- **Exercise instructions**
Copy the items verbatim, beginning at the line that contains "Target: flagpole" and continuing through the last line of the items.

- **Provided information**
Begin
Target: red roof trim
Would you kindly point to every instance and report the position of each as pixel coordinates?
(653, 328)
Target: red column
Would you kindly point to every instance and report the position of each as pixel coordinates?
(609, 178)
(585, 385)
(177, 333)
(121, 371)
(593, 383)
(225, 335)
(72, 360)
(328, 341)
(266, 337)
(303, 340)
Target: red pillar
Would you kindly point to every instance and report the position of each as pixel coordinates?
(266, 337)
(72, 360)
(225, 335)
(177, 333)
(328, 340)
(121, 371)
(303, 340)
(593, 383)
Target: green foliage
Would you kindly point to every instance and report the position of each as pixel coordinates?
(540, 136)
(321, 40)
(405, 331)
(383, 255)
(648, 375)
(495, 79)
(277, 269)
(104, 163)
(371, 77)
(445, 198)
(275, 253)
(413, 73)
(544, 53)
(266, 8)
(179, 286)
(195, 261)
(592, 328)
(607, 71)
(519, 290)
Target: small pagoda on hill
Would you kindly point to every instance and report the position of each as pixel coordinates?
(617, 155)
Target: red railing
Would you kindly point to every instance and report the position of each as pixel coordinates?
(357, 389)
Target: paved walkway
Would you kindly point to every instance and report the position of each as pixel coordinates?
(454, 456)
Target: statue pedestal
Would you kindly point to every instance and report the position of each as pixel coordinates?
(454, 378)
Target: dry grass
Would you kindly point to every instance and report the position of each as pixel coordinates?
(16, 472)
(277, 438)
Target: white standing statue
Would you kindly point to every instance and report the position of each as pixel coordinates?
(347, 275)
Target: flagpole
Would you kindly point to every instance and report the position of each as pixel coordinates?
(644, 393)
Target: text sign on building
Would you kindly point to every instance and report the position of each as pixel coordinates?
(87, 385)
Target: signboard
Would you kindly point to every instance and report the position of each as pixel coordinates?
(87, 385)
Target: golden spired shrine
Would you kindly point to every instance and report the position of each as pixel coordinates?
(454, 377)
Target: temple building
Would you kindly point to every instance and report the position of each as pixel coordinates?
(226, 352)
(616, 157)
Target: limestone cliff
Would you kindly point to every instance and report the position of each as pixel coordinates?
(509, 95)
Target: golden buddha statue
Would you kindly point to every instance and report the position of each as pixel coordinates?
End
- **Complete response**
Target: flagpole
Would you kindly point to every instance and report the position of each as pixel coordinates?
(644, 393)
Target: text sign on building
Would you kindly point to every instance and report the position of each as pixel coordinates?
(87, 385)
Target: signboard
Would you kindly point to every instance and report the position of each as pixel coordinates?
(87, 385)
Target: golden spired shrine
Would you kindly point to every instance and report the position of each as pixel coordinates?
(454, 377)
Target: temple building
Would you kindly point to every instance and report the position of each as pixel coordinates?
(226, 352)
(616, 157)
Target: limestone cliff
Would you kindly point to every instance and report the position of each as pixel coordinates?
(509, 95)
Target: golden buddha statue
Would you kindly point to every instance and report the position of each as pixel coordinates?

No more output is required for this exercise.